## [Entries shown]

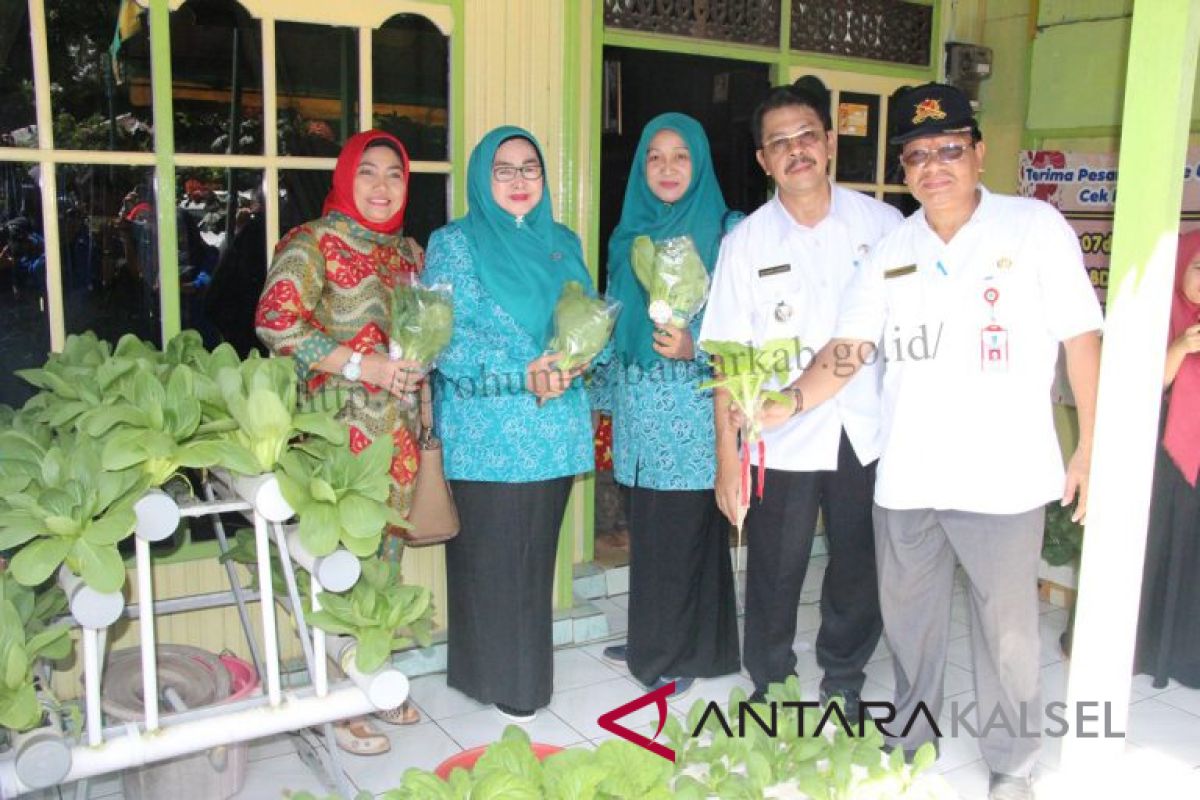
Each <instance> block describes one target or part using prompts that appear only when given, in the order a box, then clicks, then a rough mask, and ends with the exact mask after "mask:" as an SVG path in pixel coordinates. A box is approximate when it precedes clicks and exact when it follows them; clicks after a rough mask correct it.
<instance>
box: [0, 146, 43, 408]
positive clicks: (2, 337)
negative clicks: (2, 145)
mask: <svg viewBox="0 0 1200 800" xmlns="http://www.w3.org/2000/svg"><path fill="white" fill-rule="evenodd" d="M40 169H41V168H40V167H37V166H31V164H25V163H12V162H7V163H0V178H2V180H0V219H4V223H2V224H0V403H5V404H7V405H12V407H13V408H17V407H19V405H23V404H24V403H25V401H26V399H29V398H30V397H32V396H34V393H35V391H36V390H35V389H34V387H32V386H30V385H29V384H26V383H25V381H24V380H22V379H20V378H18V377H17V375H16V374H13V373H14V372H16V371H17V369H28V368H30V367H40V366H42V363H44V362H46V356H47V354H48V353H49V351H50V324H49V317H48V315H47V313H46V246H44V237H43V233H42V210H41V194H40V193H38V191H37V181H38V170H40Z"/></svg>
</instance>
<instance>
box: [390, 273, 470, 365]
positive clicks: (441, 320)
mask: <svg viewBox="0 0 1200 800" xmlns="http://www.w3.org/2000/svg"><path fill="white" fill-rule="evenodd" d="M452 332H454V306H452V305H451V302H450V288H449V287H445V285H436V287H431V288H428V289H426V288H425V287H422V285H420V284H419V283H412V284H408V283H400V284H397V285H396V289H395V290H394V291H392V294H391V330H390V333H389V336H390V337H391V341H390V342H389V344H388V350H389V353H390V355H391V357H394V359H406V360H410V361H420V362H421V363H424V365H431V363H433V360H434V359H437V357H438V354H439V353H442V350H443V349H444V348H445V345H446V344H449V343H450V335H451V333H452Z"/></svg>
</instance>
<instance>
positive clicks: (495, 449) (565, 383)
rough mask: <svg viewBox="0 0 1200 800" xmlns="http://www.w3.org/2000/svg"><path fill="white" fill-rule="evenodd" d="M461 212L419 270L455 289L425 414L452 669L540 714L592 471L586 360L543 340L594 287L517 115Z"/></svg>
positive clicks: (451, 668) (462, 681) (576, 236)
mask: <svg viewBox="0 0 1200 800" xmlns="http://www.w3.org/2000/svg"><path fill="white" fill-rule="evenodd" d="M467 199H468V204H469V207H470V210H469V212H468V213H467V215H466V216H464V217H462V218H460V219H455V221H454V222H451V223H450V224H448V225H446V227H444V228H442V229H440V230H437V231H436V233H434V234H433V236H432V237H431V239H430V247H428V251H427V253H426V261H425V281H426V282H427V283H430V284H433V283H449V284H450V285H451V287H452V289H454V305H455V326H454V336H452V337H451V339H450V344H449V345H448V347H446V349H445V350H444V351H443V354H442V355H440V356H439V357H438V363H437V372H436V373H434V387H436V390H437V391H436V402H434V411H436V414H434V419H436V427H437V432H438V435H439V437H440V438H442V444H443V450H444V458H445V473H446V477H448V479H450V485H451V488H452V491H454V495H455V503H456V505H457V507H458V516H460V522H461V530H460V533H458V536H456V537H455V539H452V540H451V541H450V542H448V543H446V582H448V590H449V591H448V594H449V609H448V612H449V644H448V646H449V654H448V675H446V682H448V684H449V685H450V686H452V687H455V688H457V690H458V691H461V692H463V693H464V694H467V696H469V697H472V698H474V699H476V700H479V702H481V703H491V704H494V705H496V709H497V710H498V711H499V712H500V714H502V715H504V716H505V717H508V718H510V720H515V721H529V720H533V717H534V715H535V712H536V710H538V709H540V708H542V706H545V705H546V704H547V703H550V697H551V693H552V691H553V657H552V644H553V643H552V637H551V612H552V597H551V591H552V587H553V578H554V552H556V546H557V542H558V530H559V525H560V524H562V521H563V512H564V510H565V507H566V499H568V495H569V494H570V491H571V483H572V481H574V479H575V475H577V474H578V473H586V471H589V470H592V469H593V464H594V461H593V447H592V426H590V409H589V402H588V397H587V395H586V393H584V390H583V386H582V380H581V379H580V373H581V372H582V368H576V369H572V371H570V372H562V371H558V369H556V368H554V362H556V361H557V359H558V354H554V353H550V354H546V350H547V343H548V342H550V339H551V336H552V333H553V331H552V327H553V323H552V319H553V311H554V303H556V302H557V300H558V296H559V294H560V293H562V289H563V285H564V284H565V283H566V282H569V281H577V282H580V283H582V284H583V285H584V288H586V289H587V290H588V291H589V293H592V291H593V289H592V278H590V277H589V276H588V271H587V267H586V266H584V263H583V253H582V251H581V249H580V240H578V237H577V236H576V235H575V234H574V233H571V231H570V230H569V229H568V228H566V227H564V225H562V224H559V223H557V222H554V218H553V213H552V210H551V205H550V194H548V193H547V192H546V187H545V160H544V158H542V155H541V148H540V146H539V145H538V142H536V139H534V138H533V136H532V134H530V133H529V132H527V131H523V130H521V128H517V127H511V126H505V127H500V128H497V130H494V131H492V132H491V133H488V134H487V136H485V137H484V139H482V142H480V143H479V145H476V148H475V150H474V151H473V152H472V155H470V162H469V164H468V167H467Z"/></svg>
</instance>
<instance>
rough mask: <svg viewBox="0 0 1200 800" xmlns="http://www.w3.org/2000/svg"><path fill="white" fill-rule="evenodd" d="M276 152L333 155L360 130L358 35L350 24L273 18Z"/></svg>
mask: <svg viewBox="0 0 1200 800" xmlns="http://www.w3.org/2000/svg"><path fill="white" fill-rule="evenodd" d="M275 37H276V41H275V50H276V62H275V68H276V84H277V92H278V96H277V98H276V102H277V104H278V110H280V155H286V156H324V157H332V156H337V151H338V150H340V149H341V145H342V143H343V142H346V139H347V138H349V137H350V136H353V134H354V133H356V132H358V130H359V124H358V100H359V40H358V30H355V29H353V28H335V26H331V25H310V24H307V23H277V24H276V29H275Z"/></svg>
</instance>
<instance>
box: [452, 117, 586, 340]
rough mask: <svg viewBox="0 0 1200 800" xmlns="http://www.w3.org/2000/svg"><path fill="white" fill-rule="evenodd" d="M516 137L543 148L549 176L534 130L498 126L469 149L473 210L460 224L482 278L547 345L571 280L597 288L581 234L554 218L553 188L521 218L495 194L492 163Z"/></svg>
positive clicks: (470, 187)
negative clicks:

## [Task description]
The answer must be an exact copy of every record above, minus the pictures.

## [The completed task]
Each <instance> block describes one target or part using prompts that appear only when given, in the order a box, then clicks, then a rough mask, and ends with the exact mask after "mask:" as an SVG path in pixel coordinates. A box is approximate when it precedes clicks and exact when it follows them; clicks after a rough mask correct it.
<instance>
box: [0, 146, 43, 408]
positive clicks: (2, 337)
negative clicks: (2, 145)
mask: <svg viewBox="0 0 1200 800" xmlns="http://www.w3.org/2000/svg"><path fill="white" fill-rule="evenodd" d="M40 169H41V168H40V167H37V166H31V164H25V163H12V162H7V163H0V178H2V180H0V219H4V223H2V224H0V403H5V404H7V405H12V407H13V408H17V407H19V405H23V404H24V403H25V401H26V399H29V398H30V397H32V396H34V393H35V391H36V390H35V389H34V387H32V386H30V385H29V384H26V383H25V381H24V380H22V379H20V378H18V377H17V375H16V374H13V373H14V372H16V371H17V369H28V368H30V367H40V366H42V363H44V362H46V356H47V354H48V353H49V351H50V324H49V317H48V315H47V313H46V246H44V237H43V233H42V210H41V194H40V193H38V191H37V181H38V170H40Z"/></svg>
</instance>
<instance>
box: [390, 273, 470, 365]
positive clicks: (441, 320)
mask: <svg viewBox="0 0 1200 800" xmlns="http://www.w3.org/2000/svg"><path fill="white" fill-rule="evenodd" d="M452 332H454V306H452V305H451V302H450V288H449V287H445V285H436V287H431V288H428V289H426V288H425V287H422V285H420V284H419V283H412V284H408V283H400V284H397V285H396V289H395V290H394V291H392V294H391V330H390V333H389V336H390V337H391V341H390V342H389V344H388V350H389V353H390V355H391V357H394V359H406V360H410V361H420V362H421V363H424V365H431V363H433V360H434V359H437V357H438V354H439V353H442V350H443V349H444V348H445V345H446V344H449V343H450V335H451V333H452Z"/></svg>
</instance>
<instance>
positive clicks: (495, 449) (565, 383)
rough mask: <svg viewBox="0 0 1200 800" xmlns="http://www.w3.org/2000/svg"><path fill="white" fill-rule="evenodd" d="M461 212L419 270L455 289L425 414L452 669L540 714L592 471L586 360L543 340L594 287L517 115Z"/></svg>
positive clicks: (451, 668) (462, 681) (576, 236)
mask: <svg viewBox="0 0 1200 800" xmlns="http://www.w3.org/2000/svg"><path fill="white" fill-rule="evenodd" d="M467 199H468V204H469V207H470V210H469V212H468V213H467V215H466V216H464V217H462V218H460V219H455V221H454V222H451V223H450V224H448V225H446V227H444V228H442V229H440V230H437V231H436V233H434V234H433V236H432V237H431V239H430V247H428V251H427V253H426V261H425V281H426V282H427V283H430V284H433V283H449V284H450V285H451V287H452V289H454V305H455V326H454V336H452V337H451V339H450V344H449V345H448V347H446V349H445V350H444V351H443V354H442V355H440V356H439V357H438V363H437V372H436V373H434V387H436V390H437V391H436V402H434V411H436V414H434V419H436V427H437V432H438V435H439V437H440V438H442V444H443V450H444V458H445V473H446V477H448V479H450V485H451V488H452V491H454V495H455V503H456V505H457V507H458V516H460V522H461V530H460V533H458V536H456V537H455V539H452V540H451V541H450V542H448V543H446V582H448V590H449V591H448V594H449V609H448V612H449V644H448V646H449V654H448V675H446V682H448V684H449V685H450V686H452V687H455V688H457V690H458V691H461V692H463V693H464V694H467V696H469V697H472V698H474V699H476V700H479V702H481V703H491V704H494V705H496V709H497V710H498V711H499V712H500V714H502V715H504V716H505V717H508V718H510V720H515V721H529V720H533V717H534V715H535V712H536V710H538V709H540V708H542V706H545V705H546V704H547V703H550V697H551V693H552V691H553V657H552V644H553V643H552V637H551V612H552V597H551V591H552V587H553V578H554V552H556V546H557V542H558V530H559V525H560V524H562V521H563V512H564V510H565V507H566V499H568V495H569V494H570V491H571V483H572V481H574V479H575V475H577V474H578V473H586V471H589V470H592V469H593V464H594V461H593V447H592V426H590V409H589V402H588V397H587V395H586V393H584V390H583V386H582V380H581V379H580V373H581V372H582V368H576V369H572V371H570V372H562V371H558V369H556V368H554V362H556V361H557V359H558V354H554V353H550V354H546V350H547V343H548V342H550V339H551V336H552V333H553V331H552V327H553V323H552V319H553V311H554V303H556V302H557V300H558V296H559V294H560V293H562V289H563V285H564V284H565V283H566V282H569V281H577V282H580V283H582V284H583V285H584V288H586V289H587V290H588V291H589V293H592V291H593V289H592V278H590V277H589V276H588V271H587V267H586V266H584V263H583V253H582V251H581V249H580V240H578V237H577V236H576V235H575V234H574V233H571V231H570V230H569V229H568V228H566V227H564V225H562V224H559V223H557V222H554V218H553V213H552V210H551V205H550V194H548V193H547V192H546V187H545V160H544V158H542V155H541V148H540V146H539V145H538V142H536V139H534V138H533V136H532V134H530V133H529V132H527V131H523V130H521V128H517V127H511V126H505V127H500V128H497V130H494V131H492V132H491V133H488V134H487V136H485V137H484V139H482V142H480V143H479V145H476V148H475V150H474V151H473V152H472V155H470V162H469V164H468V167H467Z"/></svg>
</instance>
<instance>
rough mask: <svg viewBox="0 0 1200 800" xmlns="http://www.w3.org/2000/svg"><path fill="white" fill-rule="evenodd" d="M276 152L333 155L360 130L358 35L350 24L273 18Z"/></svg>
mask: <svg viewBox="0 0 1200 800" xmlns="http://www.w3.org/2000/svg"><path fill="white" fill-rule="evenodd" d="M275 37H276V41H275V50H276V62H275V68H276V84H277V92H278V96H277V98H276V102H277V104H278V110H280V155H286V156H324V157H332V156H337V151H338V150H340V149H341V145H342V143H343V142H346V139H347V138H349V137H350V136H353V134H354V133H356V132H358V130H359V124H358V100H359V40H358V30H355V29H353V28H335V26H331V25H310V24H307V23H277V24H276V29H275Z"/></svg>
</instance>
<instance>
box: [452, 117, 586, 340]
rough mask: <svg viewBox="0 0 1200 800" xmlns="http://www.w3.org/2000/svg"><path fill="white" fill-rule="evenodd" d="M516 137L543 148L549 176L534 130L498 126L469 149L473 210L460 224L482 278L547 345L571 280L597 288L581 234L554 218L553 188L521 218L495 194L492 163Z"/></svg>
positive clicks: (470, 187)
negative clicks:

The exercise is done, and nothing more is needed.